### Questions to answer
- A) Rewrite the paragraph of the gun-law article that begins "However, those with temporary restraining orders" as a short bulleted list, keeping its main facts.
- B) Extend the article on gun laws and the Duke University study, picking up after its final paragraph.

Gun laws are being brought into question a by new study, done by North Carolina’s Duke University. Most Americans believe that if a person is deemed dangerous to a specific person or themselves in a court, such individual may not possess firearms. However; only Connecticut, Indiana, and California allow law enforcement, under court order, to temporarily seize the firearms of someone the court deems immediately dangerous. This determination is based on the court agreeing with the testimony of people know him individual personally, or who are familiar with problematic behaviors the person has committed previously.
In the other 47 states, people who have committed violent misdemeanors or have restraining orders for domestic violence are allowed to own guns. Federal law only prohibits the ownership of guns by people who have been committed to a psychiatric hospital, or have been ruled in “mental defectives” in a court of law. Most of these people are not violent towards others. In fact, it is more likely that such persons will be victims of crime and not perpetrators.
However, those with temporary restraining orders are not, in most states, restricted from buying or owning firearms. This is despite the fact that if an abuser is going to lash out, the most likely time is between notification of court action and the hearing. The reason for these revenge attempts is due to the fact that domestic violence survivors have taken legal action and stood up to their abusers.
A new peer-reviewed study has emerged from Duke University, saying that one in 10 Americans may have an anger problem. Therefore, perhaps the nation should revisit its gun possession policy.
The Second Amendment does permit individuals to own firearms. No one is disputing that. One wonders, however, if the founding fathers truly would have been in favor of allowing a person who may be revenge minded quick access to a deadly weapon.

### The data
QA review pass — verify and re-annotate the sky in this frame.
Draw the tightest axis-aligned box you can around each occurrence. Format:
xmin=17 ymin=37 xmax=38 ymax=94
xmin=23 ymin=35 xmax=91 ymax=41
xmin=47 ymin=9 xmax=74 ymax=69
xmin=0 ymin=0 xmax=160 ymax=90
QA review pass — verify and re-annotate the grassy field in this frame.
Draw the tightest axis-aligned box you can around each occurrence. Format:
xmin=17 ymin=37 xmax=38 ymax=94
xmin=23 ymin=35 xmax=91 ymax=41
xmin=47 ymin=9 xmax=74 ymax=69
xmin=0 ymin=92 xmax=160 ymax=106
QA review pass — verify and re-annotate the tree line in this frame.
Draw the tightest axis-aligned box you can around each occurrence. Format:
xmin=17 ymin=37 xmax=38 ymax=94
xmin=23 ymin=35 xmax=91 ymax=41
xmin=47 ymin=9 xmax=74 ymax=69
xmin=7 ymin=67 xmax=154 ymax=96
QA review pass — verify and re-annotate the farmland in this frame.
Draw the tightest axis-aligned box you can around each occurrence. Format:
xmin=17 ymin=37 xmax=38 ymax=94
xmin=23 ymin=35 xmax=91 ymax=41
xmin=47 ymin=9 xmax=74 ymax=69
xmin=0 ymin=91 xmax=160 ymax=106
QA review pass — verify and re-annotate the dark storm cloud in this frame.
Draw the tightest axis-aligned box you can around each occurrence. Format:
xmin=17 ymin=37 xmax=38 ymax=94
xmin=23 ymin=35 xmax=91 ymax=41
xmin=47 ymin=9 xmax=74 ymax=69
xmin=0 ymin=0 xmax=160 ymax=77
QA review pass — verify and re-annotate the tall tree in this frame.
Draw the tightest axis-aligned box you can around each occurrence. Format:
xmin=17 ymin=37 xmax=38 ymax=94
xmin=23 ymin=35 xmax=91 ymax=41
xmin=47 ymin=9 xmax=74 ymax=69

### Answers below
- A)
- In most states, people under temporary restraining orders can still buy and own firearms.
- An abuser is most likely to lash out between notification of court action and the hearing.
- These revenge attempts happen because domestic violence survivors have taken legal action and stood up to their abusers.

- B)
Once bullets are in a body the shooter cannot recall them, no matter how much they may wish to after the initial joy of vengeance has passed. Perhaps all parties in such matters would be better off, provided a court of law thought it appropriate and not over reaching, if law enforcement stepped in and removed one tool of execution from an accused abuser’s tool box.
Of course, any legal change cannot prevent every vindictive ex from seeking the ultimate payment from an abusee who finally sought help. That is not its purpose. People can and do murder others by methods as divergent as the kitchen knife and the pipe bomb. However, it might save a few lives since a jilted lover who has been issued a restraining order will not be able to simply grab grandpa’s Smith and Wesson and head out the door.
Perhaps those few extra moments that occur in an individual’s brain, during which time they need to think of an alternate plan, will make their brain triumph over their darker impulses. That hope, even if it only keeps one person from transitioning from abuse victim to homicide statistic, is why Americans need to question the old gun laws, especially in light of research like what just emerged from Duke.